= Urban adult contemporary =

Radio format

Urban adult contemporary, often abbreviated as urban AC or UAC, (also known as adult R&B,) is the name for a format of radio music, similar to an urban contemporary format. Radio stations using this format usually would not have hip hop music on their playlists, and generally include some mix of contemporary R&B and traditional R&B (while urban oldies stations emphasize only the latter). Urban adult contemporary playlists generally consist of many different genres that originated amongst Black Americans including R&B, soul, funk, disco, jazz, pop, hip-hop, electro, quiet storm, gospel, new jack swing, and hip-hop soul.

==Summary==
The format usually plays some classic R&B hits, as well as hits that are ten years old or more. Classic dance music also has a great impact in this format. Disc jockeys use a more relaxed sound than their younger counterparts. News and current events have a major impact on the older audience. Around the evening, urban AC stations play smooth jazz during the Quiet Storm program. Many of the urban AC radio stations implement slogans such as "Classic Soul & Today's R&B", "(City/Region)'s Old School and R&B Station", "The Best Mix of R&B", and "(City/Region)'s R&B Leader." Some popular nicknames for urban oldies stations include "Magic" (borrowed from the adult contemporary format), "Mix" and "Star" (both borrowed from the Hot AC format), and "KISS-FM" (borrowed from top 40/CHR). WBLS in New York City, which is the flagship station of the urban contemporary format, was one of the first stations to introduce the urban AC format in 1994. WRKS-FM (also in New York City) introduced the first 24-hour classic soul radio station in the country. Urban AC stations usually target the 18-49 and 25-54 age groups.
--------------------
▶ **What to do**:
• a. Answer these questions using the article on urban adult contemporary.
(i) Besides urban AC or UAC, what other name is the format known by?
(ii) What do urban AC stations play during the Quiet Storm program?
(iii) Which age groups do urban AC stations usually target?
• b. Update the article on urban adult contemporary by writing out the passage that starts with "Radio format" and goes on through "and hip-hop soul.", replacing "playlists" with "rotations".
• c. List every slogan that the article on urban adult contemporary says urban AC radio stations use.

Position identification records
--------------------
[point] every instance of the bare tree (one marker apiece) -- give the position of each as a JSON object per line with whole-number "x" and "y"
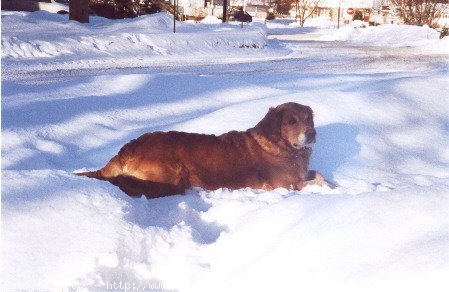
{"x": 305, "y": 8}
{"x": 420, "y": 11}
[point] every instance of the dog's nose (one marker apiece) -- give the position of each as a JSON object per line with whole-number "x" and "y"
{"x": 310, "y": 135}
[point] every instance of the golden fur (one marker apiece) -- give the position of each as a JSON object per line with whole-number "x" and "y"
{"x": 275, "y": 153}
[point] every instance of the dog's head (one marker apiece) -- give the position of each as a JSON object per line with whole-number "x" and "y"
{"x": 291, "y": 123}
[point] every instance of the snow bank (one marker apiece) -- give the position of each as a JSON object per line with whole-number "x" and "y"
{"x": 210, "y": 19}
{"x": 59, "y": 43}
{"x": 382, "y": 138}
{"x": 392, "y": 36}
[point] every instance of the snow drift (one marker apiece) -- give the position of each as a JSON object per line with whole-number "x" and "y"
{"x": 383, "y": 135}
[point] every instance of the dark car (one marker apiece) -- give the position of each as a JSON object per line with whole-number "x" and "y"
{"x": 240, "y": 15}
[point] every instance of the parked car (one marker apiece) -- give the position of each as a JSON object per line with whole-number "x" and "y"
{"x": 240, "y": 15}
{"x": 55, "y": 6}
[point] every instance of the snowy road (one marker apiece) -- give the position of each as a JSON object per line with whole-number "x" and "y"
{"x": 305, "y": 56}
{"x": 383, "y": 126}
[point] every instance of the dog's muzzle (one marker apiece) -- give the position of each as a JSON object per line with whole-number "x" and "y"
{"x": 310, "y": 136}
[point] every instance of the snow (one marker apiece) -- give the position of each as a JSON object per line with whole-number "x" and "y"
{"x": 383, "y": 130}
{"x": 394, "y": 36}
{"x": 210, "y": 19}
{"x": 142, "y": 41}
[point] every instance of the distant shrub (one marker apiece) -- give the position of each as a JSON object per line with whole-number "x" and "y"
{"x": 358, "y": 15}
{"x": 117, "y": 9}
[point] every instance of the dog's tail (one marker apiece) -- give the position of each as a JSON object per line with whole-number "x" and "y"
{"x": 110, "y": 171}
{"x": 98, "y": 174}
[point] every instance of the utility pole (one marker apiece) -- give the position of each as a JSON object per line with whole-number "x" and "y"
{"x": 79, "y": 10}
{"x": 175, "y": 7}
{"x": 338, "y": 21}
{"x": 225, "y": 10}
{"x": 296, "y": 11}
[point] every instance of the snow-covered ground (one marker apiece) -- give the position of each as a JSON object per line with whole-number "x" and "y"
{"x": 383, "y": 123}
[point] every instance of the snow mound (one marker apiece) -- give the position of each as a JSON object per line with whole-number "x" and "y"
{"x": 210, "y": 19}
{"x": 391, "y": 36}
{"x": 58, "y": 43}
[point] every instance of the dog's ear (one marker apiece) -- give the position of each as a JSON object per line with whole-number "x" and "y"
{"x": 270, "y": 125}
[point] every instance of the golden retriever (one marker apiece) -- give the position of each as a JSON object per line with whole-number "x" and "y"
{"x": 275, "y": 153}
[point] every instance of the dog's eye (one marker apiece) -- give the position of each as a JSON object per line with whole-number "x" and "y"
{"x": 292, "y": 121}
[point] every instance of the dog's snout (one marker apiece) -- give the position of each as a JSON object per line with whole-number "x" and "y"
{"x": 310, "y": 135}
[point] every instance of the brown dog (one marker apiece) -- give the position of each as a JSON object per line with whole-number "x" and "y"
{"x": 275, "y": 153}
--------------------
▶ **Answers to the tasks**:
• a.
(i) Adult R&B
(ii) Smooth jazz
(iii) The 18-49 and 25-54 age groups

• b.
Radio format

Urban adult contemporary, often abbreviated as urban AC or UAC, (also known as adult R&B,) is the name for a format of radio music, similar to an urban contemporary format. Radio stations using this format usually would not have hip hop music on their rotations, and generally include some mix of contemporary R&B and traditional R&B (while urban oldies stations emphasize only the latter). Urban adult contemporary rotations generally consist of many different genres that originated amongst Black Americans including R&B, soul, funk, disco, jazz, pop, hip-hop, electro, quiet storm, gospel, new jack swing, and hip-hop soul.

• c.
"Classic Soul & Today's R&B"
"(City/Region)'s Old School and R&B Station"
"The Best Mix of R&B"
"(City/Region)'s R&B Leader."